=== Records shown ===

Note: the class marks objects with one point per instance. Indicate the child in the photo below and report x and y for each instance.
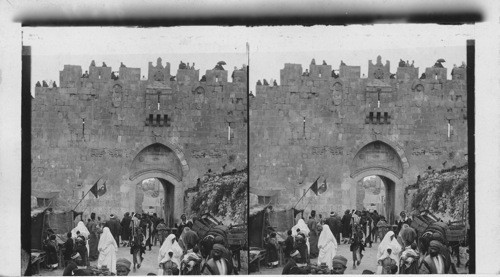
(357, 246)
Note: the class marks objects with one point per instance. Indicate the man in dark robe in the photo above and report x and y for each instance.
(288, 245)
(272, 248)
(402, 220)
(114, 226)
(346, 227)
(217, 264)
(93, 241)
(313, 235)
(125, 225)
(335, 224)
(438, 260)
(68, 249)
(291, 266)
(184, 222)
(51, 251)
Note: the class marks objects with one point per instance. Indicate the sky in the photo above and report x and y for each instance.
(272, 47)
(54, 47)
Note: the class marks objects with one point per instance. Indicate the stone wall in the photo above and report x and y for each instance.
(95, 127)
(311, 126)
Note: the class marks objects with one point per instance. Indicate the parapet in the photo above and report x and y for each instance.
(320, 72)
(407, 73)
(187, 76)
(158, 73)
(379, 70)
(348, 71)
(290, 74)
(216, 76)
(435, 73)
(240, 76)
(459, 73)
(99, 73)
(70, 76)
(130, 74)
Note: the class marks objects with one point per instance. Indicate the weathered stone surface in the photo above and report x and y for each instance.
(130, 129)
(326, 133)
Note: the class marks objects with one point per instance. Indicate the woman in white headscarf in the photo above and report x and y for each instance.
(302, 226)
(83, 232)
(107, 250)
(170, 245)
(327, 245)
(389, 242)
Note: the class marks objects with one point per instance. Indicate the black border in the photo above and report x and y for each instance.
(471, 141)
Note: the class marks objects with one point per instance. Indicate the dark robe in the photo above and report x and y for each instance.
(125, 224)
(304, 256)
(288, 246)
(68, 249)
(93, 241)
(346, 226)
(210, 268)
(272, 250)
(51, 251)
(190, 239)
(115, 228)
(291, 268)
(335, 225)
(313, 237)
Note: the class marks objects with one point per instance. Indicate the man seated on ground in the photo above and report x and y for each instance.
(291, 267)
(339, 264)
(217, 265)
(123, 267)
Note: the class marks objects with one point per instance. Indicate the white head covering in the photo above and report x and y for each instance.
(387, 243)
(83, 230)
(106, 240)
(326, 236)
(302, 226)
(168, 246)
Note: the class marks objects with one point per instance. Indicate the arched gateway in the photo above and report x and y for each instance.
(167, 164)
(378, 158)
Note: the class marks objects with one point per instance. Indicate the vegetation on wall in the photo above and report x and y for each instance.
(223, 195)
(445, 192)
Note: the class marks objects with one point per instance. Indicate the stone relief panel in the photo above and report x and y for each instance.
(157, 157)
(377, 155)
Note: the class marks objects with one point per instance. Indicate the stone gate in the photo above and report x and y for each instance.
(127, 129)
(345, 128)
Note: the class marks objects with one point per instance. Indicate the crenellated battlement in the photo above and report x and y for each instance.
(293, 74)
(72, 76)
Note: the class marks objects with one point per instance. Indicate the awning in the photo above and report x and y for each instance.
(45, 194)
(264, 192)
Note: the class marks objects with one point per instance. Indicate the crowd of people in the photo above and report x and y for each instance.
(400, 250)
(182, 251)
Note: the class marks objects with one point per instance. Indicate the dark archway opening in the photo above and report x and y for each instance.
(377, 192)
(156, 195)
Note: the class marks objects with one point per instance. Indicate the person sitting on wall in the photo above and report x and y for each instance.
(122, 267)
(339, 264)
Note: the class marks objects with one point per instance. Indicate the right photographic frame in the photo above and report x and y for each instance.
(359, 141)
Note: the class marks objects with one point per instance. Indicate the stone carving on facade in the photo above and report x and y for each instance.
(337, 89)
(117, 95)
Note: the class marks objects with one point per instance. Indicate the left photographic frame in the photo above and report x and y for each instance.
(138, 140)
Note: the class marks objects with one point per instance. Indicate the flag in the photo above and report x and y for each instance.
(322, 188)
(97, 190)
(314, 187)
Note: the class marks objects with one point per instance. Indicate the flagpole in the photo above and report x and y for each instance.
(81, 200)
(305, 193)
(85, 195)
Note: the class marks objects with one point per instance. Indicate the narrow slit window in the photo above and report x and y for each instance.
(83, 128)
(150, 120)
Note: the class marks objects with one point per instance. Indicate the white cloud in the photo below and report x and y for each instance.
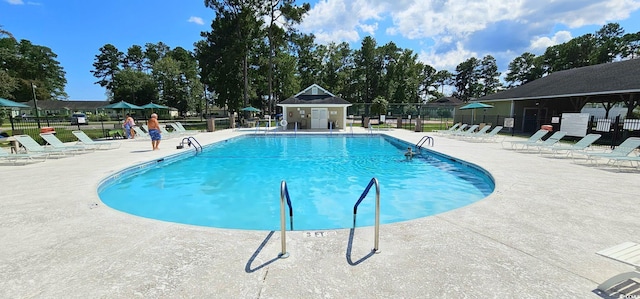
(448, 60)
(342, 20)
(448, 32)
(539, 44)
(197, 20)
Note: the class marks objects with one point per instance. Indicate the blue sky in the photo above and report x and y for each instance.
(443, 33)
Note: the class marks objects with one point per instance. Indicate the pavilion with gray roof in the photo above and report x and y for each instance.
(569, 91)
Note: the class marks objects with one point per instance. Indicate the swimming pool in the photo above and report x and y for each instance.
(236, 183)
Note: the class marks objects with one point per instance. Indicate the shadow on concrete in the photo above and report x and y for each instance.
(627, 289)
(248, 268)
(350, 245)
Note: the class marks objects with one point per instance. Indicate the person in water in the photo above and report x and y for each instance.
(409, 154)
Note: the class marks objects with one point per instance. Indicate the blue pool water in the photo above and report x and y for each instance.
(236, 183)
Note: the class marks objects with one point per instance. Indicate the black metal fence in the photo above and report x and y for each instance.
(63, 127)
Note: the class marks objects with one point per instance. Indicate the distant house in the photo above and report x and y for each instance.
(536, 102)
(315, 108)
(65, 108)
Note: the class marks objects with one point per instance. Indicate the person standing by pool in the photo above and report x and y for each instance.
(128, 127)
(409, 154)
(154, 131)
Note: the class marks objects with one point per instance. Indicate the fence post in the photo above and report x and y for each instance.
(616, 130)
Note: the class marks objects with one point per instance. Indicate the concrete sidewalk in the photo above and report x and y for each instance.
(534, 237)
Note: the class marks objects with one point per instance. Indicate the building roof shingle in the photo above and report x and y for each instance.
(596, 80)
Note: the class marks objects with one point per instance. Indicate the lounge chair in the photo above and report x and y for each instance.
(551, 141)
(34, 147)
(26, 158)
(452, 128)
(581, 146)
(472, 134)
(626, 253)
(53, 141)
(535, 138)
(86, 140)
(458, 130)
(620, 152)
(491, 136)
(470, 130)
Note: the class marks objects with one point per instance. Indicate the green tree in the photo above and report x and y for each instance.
(235, 30)
(467, 79)
(489, 76)
(154, 52)
(367, 69)
(134, 58)
(134, 86)
(31, 65)
(631, 45)
(379, 106)
(106, 65)
(282, 15)
(309, 64)
(608, 43)
(524, 69)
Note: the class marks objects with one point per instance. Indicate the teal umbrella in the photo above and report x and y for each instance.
(476, 105)
(152, 105)
(122, 105)
(9, 103)
(250, 109)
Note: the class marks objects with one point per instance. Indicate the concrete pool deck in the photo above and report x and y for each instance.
(534, 237)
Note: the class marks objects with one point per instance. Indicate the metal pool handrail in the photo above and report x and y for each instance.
(377, 221)
(191, 141)
(284, 194)
(427, 139)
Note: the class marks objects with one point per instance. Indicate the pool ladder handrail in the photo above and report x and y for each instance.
(364, 194)
(427, 139)
(284, 194)
(191, 141)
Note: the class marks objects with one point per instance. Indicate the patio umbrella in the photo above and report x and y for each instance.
(122, 105)
(9, 103)
(250, 109)
(152, 105)
(473, 107)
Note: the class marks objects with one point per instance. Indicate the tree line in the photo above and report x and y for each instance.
(254, 55)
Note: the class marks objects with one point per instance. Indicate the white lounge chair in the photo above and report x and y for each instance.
(86, 140)
(452, 128)
(480, 132)
(458, 130)
(491, 136)
(627, 253)
(34, 147)
(468, 131)
(552, 140)
(535, 138)
(53, 141)
(581, 146)
(26, 158)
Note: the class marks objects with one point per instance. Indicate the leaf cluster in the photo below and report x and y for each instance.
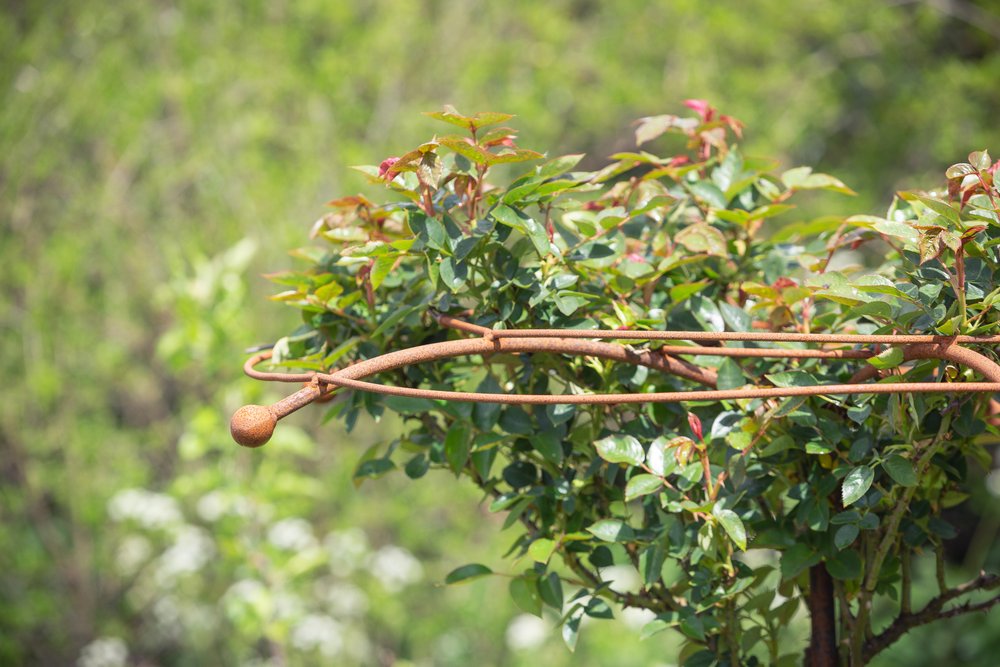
(681, 493)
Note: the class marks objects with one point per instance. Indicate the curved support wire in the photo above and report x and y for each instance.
(253, 425)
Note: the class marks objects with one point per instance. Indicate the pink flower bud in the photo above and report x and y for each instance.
(385, 168)
(695, 424)
(702, 108)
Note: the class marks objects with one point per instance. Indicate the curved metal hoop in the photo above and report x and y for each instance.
(253, 425)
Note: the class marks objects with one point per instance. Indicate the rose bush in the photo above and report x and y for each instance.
(734, 512)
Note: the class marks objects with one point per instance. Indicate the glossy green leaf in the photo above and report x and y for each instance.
(541, 550)
(845, 535)
(900, 470)
(456, 446)
(642, 485)
(620, 448)
(611, 530)
(524, 590)
(467, 573)
(856, 484)
(733, 526)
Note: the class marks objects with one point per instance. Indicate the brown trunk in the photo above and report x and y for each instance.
(823, 643)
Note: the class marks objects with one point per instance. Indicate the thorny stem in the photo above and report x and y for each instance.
(904, 602)
(960, 282)
(935, 611)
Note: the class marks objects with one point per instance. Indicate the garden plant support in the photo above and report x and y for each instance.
(253, 425)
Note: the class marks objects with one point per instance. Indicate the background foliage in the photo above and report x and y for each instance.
(152, 151)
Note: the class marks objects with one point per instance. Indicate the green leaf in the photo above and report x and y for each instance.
(651, 563)
(960, 170)
(620, 448)
(737, 318)
(474, 122)
(467, 573)
(456, 446)
(550, 588)
(845, 565)
(670, 619)
(642, 485)
(889, 358)
(733, 526)
(524, 590)
(541, 550)
(658, 459)
(845, 535)
(611, 530)
(535, 232)
(548, 444)
(417, 467)
(408, 405)
(702, 237)
(900, 469)
(856, 484)
(981, 160)
(709, 193)
(571, 628)
(373, 469)
(730, 376)
(797, 559)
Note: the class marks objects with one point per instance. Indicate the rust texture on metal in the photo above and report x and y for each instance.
(253, 425)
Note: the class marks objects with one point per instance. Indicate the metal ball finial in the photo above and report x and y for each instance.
(252, 425)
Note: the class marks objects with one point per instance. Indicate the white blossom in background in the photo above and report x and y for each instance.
(292, 535)
(133, 552)
(212, 506)
(396, 568)
(317, 632)
(167, 614)
(993, 483)
(215, 505)
(622, 578)
(149, 509)
(348, 550)
(104, 652)
(636, 618)
(248, 599)
(191, 551)
(527, 632)
(344, 600)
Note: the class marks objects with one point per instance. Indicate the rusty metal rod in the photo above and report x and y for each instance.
(253, 425)
(738, 336)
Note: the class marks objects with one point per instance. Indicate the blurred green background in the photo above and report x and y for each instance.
(156, 157)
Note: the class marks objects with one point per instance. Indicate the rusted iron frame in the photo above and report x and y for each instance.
(252, 425)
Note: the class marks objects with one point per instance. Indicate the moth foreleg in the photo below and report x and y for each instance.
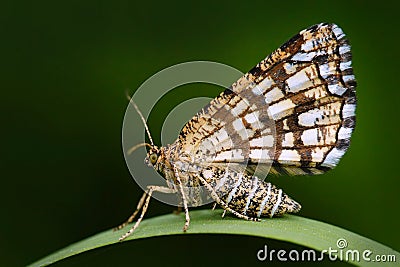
(144, 202)
(184, 200)
(130, 219)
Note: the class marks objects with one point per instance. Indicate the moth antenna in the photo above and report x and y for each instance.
(130, 151)
(141, 116)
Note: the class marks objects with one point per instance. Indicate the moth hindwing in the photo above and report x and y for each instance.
(293, 113)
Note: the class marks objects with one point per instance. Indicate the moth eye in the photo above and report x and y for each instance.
(153, 158)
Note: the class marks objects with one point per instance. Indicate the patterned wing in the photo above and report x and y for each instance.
(294, 110)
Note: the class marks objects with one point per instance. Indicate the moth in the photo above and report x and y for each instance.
(293, 114)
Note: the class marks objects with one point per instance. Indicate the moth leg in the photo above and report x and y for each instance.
(147, 196)
(178, 210)
(223, 204)
(184, 200)
(223, 214)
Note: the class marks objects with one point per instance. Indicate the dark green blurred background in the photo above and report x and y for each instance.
(65, 67)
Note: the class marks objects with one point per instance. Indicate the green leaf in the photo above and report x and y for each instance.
(295, 229)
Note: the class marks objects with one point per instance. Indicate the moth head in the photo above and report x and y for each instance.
(152, 156)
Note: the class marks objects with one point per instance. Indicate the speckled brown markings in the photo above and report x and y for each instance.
(293, 113)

===

[Exercise details] Write out each line exactly, starting with the line that contains "Indicate the speckled" and stopping after the last line of the data.

[Output]
Note: the class marks objects with one point per instance. Indicate the speckled brown markings in the photo above and report x and y for each instance.
(293, 113)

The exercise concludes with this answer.